» **Text shown**
-- -- --
Professor Philibert Nang, ICTP associate and head of the Research Laboratory of Mathematics in Libreville (Gabon), has been awarded the prestigious AMMSI-Phillip Griffiths Prize 2017 from the African Mathematics Millennium Science Initiative (AMMSI).
Established in 2016, the AMMSI-Phillip Griffiths Prize is given to an African mathematician living in Africa for his/her outstanding contribution to mathematics and its applications or to the promotion of it. The 2017 award has been won by Professor Nang for the “impact of his work on a wide range of areas of mathematics, as well as for his notable contributions to mathematical development in his home country of Gabon.”
-- -- --
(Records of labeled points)

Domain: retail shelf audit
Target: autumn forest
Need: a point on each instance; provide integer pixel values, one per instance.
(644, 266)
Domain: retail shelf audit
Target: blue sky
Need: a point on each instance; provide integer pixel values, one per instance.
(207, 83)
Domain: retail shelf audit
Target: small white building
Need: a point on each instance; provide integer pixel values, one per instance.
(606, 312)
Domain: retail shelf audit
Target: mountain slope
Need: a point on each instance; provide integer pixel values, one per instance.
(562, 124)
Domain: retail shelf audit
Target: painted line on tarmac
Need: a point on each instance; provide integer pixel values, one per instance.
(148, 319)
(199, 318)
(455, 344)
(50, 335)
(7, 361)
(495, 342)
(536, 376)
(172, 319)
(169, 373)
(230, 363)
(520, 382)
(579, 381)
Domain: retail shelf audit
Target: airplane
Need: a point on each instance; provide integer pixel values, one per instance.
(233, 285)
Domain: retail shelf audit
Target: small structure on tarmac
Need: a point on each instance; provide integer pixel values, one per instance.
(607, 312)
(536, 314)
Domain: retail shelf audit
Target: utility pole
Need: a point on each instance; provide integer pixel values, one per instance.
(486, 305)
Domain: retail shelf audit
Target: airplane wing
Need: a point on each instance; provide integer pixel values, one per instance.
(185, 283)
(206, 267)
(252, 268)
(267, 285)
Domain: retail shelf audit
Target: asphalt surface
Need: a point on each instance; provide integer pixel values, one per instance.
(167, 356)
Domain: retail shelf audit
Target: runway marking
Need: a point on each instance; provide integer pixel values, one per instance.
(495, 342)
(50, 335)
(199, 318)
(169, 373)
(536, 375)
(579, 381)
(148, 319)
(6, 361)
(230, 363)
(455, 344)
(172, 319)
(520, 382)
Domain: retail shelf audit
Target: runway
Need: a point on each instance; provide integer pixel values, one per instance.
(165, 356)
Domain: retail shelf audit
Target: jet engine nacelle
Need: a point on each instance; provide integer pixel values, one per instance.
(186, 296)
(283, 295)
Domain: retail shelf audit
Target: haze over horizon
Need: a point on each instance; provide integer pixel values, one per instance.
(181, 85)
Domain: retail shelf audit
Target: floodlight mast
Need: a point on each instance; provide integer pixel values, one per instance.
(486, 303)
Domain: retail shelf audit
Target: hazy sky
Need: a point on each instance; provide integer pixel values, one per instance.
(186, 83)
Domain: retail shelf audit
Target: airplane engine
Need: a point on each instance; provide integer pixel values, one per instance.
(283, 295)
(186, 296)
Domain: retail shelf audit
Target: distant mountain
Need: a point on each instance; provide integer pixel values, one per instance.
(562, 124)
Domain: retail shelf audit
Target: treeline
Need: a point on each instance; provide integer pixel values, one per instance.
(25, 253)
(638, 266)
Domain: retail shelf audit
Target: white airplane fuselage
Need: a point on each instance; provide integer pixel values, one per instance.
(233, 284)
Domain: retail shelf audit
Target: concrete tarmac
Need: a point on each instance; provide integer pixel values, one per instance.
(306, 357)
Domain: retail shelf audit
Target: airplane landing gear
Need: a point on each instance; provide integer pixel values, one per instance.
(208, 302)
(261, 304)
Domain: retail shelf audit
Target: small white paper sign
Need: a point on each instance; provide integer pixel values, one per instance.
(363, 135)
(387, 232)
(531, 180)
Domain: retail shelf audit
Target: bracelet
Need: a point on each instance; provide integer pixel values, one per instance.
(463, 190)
-- -- --
In the prize announcement, starting with "Professor Philibert Nang, ICTP" and going on through "Science Initiative (AMMSI).", write the passage again, substituting "distinguished" for "prestigious".

Professor Philibert Nang, ICTP associate and head of the Research Laboratory of Mathematics in Libreville (Gabon), has been awarded the distinguished AMMSI-Phillip Griffiths Prize 2017 from the African Mathematics Millennium Science Initiative (AMMSI).